Directive. Gather each line in the records below that contains the word "hair", and copy those lines out. Matching is case-sensitive.

Supplied data.

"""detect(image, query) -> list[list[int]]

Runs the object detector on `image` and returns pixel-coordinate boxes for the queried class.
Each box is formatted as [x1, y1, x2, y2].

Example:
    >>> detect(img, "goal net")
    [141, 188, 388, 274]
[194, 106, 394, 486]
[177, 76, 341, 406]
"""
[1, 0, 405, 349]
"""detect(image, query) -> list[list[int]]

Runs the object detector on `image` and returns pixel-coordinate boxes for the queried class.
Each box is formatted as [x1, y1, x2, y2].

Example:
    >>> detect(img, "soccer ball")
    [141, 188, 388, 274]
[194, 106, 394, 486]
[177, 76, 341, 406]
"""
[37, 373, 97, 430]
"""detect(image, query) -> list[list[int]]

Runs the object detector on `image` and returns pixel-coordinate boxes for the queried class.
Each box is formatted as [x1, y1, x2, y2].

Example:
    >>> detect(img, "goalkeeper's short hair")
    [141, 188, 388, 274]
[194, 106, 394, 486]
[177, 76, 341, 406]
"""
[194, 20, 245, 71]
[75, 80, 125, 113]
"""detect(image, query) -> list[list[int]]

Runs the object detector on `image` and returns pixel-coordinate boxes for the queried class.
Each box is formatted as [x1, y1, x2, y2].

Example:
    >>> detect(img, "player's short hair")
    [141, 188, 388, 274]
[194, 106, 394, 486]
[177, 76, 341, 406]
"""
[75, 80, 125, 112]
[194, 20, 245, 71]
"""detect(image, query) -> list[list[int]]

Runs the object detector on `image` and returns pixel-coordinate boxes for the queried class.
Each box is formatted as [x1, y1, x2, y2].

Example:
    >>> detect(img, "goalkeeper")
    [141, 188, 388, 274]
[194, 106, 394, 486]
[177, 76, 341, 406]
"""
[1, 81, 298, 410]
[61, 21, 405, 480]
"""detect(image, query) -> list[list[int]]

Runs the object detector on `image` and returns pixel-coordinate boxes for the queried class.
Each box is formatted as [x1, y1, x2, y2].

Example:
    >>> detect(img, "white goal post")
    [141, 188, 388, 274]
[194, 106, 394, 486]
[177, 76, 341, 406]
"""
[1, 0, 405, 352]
--
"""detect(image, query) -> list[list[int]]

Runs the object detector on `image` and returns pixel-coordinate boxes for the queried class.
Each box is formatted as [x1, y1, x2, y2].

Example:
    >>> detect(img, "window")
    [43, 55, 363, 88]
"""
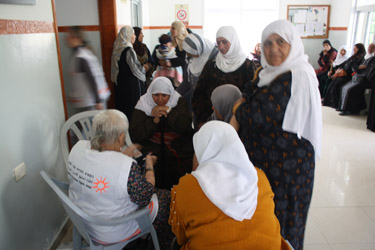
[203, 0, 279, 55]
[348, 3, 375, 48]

Output for this task.
    >>> detect(img, "goalkeeper's short hair")
    >>> detect(img, "player's short hair")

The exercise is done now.